## Task instructions
Copy the rows below word for word, leaving out the pictures.

## Data to process
-- -- --

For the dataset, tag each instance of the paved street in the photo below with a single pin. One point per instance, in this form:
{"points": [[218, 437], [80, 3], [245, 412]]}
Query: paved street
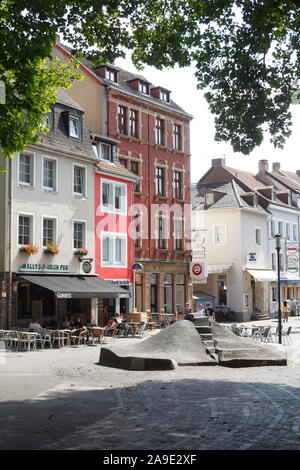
{"points": [[61, 399]]}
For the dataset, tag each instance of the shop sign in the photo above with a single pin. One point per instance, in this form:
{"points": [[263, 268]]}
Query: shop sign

-- -- --

## The solution
For the dataset, tag each instance of the paved street in the photo below with a single pin. One point per instance, in this form:
{"points": [[218, 437], [80, 3], [245, 412]]}
Query: paved street
{"points": [[61, 399]]}
For the dataset, tag each instance of the shop sign in the photo above with a single pin. One point per instance, in this form:
{"points": [[263, 268]]}
Query: shop sign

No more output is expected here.